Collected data

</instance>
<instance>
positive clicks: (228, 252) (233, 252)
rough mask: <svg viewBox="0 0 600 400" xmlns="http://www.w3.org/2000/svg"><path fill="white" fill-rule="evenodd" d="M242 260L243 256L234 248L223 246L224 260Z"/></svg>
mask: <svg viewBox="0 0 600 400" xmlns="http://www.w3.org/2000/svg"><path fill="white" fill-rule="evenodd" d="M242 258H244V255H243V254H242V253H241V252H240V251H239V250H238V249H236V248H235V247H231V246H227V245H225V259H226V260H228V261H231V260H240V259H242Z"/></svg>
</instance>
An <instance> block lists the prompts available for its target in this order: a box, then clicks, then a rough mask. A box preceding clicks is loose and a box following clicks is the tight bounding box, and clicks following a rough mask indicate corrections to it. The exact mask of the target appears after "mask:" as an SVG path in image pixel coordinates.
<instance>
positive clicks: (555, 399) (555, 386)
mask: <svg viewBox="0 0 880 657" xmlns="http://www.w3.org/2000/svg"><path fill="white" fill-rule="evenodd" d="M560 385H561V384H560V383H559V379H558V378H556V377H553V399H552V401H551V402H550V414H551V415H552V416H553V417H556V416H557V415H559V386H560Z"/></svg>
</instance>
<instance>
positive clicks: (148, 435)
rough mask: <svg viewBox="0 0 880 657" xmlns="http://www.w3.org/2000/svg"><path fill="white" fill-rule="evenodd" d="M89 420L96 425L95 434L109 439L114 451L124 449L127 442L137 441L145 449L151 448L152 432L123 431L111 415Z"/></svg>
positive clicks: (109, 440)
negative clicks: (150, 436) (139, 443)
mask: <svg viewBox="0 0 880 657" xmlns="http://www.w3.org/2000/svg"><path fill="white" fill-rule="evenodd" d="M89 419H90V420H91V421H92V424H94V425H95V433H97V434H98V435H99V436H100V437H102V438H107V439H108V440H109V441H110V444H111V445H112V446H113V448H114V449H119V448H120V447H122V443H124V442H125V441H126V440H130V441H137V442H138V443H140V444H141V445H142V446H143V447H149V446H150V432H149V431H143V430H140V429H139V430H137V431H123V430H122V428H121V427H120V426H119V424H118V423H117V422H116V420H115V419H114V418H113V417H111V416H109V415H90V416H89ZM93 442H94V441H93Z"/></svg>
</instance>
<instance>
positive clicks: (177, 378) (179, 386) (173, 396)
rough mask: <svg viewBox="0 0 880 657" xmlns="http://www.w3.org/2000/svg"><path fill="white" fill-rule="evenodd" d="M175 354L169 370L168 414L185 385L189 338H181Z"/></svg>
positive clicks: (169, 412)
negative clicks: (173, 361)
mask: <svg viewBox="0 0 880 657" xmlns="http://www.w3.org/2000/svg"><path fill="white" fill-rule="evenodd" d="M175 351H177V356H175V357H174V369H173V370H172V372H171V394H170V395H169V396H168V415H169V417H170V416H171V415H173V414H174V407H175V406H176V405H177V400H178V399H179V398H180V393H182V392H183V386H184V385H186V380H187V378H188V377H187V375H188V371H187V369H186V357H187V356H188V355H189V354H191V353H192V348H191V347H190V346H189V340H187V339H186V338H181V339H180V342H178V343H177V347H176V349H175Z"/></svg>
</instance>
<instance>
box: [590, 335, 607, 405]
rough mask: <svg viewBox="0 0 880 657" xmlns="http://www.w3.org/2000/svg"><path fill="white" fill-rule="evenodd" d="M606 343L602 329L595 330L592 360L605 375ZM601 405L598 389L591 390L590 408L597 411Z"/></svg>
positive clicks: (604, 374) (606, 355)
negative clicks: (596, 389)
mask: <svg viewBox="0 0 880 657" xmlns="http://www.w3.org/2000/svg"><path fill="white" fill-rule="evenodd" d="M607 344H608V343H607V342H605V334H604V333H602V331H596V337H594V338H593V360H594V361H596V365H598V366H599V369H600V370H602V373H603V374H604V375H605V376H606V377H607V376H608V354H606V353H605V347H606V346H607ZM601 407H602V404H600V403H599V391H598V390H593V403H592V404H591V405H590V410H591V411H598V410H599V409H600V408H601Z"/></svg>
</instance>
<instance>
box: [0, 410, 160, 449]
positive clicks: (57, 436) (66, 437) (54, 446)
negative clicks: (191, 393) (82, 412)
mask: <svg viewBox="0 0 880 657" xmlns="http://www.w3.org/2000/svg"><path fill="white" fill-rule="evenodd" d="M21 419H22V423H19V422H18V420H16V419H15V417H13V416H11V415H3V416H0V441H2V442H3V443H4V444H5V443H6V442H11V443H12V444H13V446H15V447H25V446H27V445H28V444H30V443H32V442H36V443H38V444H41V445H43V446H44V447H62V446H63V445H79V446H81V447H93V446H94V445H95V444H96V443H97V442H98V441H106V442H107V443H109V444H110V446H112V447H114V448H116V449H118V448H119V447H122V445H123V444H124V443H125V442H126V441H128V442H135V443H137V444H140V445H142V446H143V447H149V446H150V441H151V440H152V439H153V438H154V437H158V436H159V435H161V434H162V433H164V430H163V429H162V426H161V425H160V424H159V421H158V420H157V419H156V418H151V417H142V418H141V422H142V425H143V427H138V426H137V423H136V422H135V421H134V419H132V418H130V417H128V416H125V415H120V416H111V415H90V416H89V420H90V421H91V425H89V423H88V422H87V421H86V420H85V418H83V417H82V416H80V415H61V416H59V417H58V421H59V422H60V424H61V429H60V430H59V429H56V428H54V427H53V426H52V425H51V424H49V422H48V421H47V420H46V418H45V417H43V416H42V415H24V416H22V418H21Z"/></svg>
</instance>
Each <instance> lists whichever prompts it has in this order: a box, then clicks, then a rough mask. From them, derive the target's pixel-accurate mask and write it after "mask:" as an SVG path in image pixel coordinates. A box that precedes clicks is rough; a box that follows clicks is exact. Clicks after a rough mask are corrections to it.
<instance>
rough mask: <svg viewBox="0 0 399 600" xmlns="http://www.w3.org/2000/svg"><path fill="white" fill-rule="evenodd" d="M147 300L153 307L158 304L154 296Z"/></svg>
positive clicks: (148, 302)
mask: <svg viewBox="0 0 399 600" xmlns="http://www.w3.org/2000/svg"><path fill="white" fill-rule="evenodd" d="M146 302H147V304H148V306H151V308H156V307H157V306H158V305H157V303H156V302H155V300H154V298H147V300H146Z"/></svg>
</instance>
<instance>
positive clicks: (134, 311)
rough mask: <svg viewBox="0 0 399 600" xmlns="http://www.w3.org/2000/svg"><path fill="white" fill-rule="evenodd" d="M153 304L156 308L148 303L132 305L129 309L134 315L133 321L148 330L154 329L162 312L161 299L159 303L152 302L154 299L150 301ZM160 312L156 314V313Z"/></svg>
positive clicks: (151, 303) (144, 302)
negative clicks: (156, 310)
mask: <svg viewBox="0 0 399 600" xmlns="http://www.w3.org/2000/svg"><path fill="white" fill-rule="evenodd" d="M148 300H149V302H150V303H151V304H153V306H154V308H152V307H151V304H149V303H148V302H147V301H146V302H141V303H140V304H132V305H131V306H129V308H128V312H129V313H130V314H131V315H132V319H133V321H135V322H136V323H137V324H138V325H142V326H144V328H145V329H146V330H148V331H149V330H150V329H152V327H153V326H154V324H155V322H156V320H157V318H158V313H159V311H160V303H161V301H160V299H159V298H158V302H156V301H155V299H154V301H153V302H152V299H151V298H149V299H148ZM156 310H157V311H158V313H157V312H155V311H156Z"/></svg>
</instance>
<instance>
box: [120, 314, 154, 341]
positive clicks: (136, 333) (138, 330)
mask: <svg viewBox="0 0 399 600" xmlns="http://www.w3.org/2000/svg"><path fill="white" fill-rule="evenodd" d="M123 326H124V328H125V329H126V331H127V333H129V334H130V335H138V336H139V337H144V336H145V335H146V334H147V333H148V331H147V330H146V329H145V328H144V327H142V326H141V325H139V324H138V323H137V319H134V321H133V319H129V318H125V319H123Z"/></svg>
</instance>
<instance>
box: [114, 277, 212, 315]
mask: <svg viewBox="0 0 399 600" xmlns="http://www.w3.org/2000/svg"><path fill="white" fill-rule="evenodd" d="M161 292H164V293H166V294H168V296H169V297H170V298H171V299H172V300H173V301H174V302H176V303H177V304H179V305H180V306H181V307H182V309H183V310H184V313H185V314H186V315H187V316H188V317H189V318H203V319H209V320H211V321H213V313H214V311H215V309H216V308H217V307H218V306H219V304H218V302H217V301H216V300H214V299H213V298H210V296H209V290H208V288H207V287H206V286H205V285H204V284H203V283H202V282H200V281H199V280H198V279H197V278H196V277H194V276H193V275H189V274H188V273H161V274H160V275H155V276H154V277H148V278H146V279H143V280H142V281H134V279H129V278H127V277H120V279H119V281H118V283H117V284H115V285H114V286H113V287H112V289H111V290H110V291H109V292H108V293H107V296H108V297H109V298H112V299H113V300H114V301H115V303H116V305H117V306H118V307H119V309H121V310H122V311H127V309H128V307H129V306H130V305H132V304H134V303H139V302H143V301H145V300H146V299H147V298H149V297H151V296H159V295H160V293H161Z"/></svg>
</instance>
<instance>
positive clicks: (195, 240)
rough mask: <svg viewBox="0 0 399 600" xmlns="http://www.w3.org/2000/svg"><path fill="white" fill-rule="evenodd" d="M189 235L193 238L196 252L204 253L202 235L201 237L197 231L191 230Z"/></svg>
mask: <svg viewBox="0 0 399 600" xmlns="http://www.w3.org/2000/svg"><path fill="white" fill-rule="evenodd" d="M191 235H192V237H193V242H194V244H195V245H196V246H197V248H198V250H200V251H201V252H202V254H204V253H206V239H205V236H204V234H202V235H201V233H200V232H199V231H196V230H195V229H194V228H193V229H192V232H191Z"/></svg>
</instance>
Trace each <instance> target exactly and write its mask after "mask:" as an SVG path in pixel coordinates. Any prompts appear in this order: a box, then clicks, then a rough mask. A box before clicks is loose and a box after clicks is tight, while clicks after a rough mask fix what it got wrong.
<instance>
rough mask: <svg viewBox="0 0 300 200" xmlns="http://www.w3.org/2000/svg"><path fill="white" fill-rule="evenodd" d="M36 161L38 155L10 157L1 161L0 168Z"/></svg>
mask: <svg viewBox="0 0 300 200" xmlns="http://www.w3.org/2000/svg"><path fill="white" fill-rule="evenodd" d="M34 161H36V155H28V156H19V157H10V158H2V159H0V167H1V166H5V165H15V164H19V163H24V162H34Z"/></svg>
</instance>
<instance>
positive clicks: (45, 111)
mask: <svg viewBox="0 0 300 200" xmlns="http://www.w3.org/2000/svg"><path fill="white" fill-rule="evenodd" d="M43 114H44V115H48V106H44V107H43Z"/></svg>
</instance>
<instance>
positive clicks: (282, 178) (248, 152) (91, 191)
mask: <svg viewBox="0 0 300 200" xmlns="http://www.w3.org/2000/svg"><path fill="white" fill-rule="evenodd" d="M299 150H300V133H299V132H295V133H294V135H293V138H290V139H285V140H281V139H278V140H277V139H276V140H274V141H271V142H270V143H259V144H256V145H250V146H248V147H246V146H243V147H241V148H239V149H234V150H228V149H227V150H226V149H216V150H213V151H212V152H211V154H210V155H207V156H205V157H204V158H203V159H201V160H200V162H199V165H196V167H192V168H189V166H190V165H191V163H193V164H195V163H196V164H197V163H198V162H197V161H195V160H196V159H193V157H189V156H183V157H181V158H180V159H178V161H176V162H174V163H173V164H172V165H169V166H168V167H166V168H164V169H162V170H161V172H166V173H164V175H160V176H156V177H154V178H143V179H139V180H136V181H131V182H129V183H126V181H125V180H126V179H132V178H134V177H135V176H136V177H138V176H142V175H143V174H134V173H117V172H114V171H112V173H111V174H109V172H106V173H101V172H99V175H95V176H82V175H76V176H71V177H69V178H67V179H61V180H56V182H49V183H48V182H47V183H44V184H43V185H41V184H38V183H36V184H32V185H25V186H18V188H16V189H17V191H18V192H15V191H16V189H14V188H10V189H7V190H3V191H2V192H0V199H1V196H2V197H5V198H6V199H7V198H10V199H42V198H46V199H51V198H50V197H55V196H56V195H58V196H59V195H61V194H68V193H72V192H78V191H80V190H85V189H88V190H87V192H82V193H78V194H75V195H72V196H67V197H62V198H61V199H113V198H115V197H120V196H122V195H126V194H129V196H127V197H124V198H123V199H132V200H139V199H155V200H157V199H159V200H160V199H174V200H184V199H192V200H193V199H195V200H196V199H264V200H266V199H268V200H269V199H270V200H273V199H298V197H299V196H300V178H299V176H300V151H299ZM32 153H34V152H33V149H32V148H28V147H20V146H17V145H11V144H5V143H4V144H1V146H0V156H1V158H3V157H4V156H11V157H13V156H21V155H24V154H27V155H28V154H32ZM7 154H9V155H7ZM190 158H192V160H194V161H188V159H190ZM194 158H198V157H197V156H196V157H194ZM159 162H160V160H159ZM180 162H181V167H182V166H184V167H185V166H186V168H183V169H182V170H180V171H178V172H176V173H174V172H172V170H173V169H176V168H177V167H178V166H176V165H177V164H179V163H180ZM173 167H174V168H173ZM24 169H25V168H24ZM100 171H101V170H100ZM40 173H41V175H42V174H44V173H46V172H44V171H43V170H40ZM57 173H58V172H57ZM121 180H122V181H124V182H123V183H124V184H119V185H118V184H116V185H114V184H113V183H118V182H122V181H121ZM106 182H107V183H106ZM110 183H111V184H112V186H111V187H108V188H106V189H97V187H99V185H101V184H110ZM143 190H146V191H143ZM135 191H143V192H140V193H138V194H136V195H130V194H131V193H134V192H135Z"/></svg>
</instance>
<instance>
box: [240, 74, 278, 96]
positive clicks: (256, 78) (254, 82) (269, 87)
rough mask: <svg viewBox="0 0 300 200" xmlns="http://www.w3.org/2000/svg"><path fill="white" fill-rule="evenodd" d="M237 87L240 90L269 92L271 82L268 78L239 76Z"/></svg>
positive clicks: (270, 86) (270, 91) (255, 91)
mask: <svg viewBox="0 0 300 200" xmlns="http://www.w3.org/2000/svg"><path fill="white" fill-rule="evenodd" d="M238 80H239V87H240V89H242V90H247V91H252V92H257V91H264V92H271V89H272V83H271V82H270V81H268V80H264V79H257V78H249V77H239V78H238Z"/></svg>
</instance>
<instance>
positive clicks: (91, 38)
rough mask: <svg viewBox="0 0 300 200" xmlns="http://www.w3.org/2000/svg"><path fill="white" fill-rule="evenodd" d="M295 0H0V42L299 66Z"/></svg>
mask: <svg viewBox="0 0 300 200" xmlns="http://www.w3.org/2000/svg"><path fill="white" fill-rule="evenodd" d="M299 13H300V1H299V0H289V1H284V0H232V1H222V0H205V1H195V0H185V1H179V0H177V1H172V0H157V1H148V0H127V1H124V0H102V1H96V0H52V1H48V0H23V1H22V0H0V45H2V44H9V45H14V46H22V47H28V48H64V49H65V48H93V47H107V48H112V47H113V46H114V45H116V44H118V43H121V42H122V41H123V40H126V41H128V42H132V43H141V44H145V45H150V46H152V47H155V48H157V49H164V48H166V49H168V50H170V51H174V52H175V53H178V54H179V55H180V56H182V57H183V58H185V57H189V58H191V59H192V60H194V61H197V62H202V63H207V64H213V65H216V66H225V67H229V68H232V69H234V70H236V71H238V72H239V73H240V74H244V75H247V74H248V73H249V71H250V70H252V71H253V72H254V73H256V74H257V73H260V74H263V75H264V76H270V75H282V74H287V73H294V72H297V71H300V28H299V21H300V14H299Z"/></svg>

▶ Task goal:
Copy the listing above verbatim, starting at its first line and ending with the line that contains "260L243 256L234 248L223", including that line.

▶ Answer section:
</instance>
<instance>
positive clicks: (228, 252) (233, 252)
rough mask: <svg viewBox="0 0 600 400" xmlns="http://www.w3.org/2000/svg"><path fill="white" fill-rule="evenodd" d="M242 260L243 256L234 248L223 246L224 260Z"/></svg>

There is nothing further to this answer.